§ WHAT NEEDS TO BE DONE: In full and without deviation, write out the entries that follow.

### RECORD SET ###

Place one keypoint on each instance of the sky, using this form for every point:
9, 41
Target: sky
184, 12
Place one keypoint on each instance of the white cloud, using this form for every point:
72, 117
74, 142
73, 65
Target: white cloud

###

§ ANSWER FOR THE TASK:
Place one keypoint on each instance of the sky, using this form for every point:
9, 41
Target: sky
184, 12
Place one keypoint on each instance of the white cloud, using this form for every point:
72, 117
74, 142
73, 65
Target: white cloud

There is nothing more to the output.